DIRECTIONS FOR THIS TASK. Only one stretch of the data is wanted: the line containing "Target: steep rock face", the line containing "Target: mountain ridge", and every line between them, copied exactly.

DATA SECTION.
####

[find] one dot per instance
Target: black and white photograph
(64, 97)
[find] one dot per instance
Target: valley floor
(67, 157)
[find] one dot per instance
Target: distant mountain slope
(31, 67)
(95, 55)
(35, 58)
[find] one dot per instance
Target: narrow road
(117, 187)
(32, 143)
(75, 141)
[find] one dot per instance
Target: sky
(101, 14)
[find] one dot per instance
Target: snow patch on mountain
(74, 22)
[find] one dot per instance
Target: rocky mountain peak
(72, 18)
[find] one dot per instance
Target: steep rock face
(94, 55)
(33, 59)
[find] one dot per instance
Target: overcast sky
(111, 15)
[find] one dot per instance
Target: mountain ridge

####

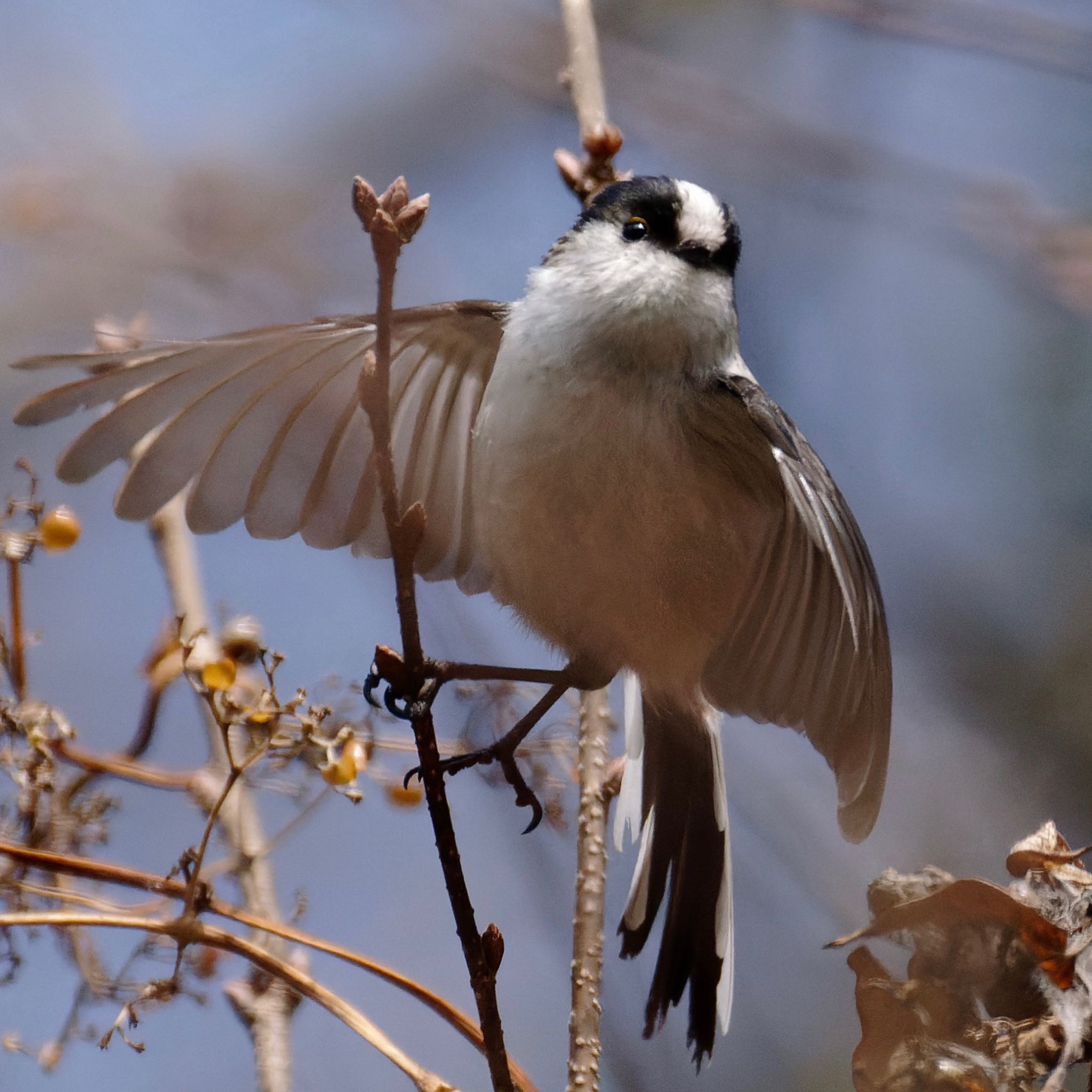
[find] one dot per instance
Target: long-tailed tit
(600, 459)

####

TASK RESPONSE.
Target: steep rock face
(94, 55)
(33, 59)
[find] one dot per instance
Target: overcast sky
(111, 15)
[find] one dot per instance
Target: mountain ridge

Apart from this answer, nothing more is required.